**Material supplied**:
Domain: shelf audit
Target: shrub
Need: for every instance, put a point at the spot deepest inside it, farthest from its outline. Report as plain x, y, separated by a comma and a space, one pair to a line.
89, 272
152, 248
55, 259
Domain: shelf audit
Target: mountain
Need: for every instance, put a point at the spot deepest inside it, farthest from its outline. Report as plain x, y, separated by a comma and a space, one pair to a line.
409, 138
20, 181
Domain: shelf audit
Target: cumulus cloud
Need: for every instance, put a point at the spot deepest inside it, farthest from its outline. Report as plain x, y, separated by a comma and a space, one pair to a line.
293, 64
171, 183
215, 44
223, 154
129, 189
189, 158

**Work to do**: Put each line of the items above into a JSON list of strings, one string per line, with blank lines left out.

**Worked answer**:
[
  "Domain: shelf audit",
  "Target: shrub",
  "Need: for every instance, put a point at the spot deepest inside it, farthest from its outline. Report as plain x, y, separated by a comma and a space, one pair to a line.",
  "89, 272",
  "152, 248",
  "55, 259",
  "Domain: shelf audit",
  "Target: mountain",
  "Need: for every instance, put a point at the spot deepest inside it, farthest from its outline. Report as plain x, y, separated by a comma and a space, one pair to a line.",
  "409, 138",
  "20, 181",
  "Domain: shelf audit",
  "Target: cumulus cloud",
  "Need: for every instance, put a point at the spot deepest inside it, farthest from its outline. Report as plain x, y, separated by a comma and a space, one pair to a line.",
  "293, 64",
  "171, 183",
  "215, 44",
  "223, 154",
  "129, 189",
  "189, 158"
]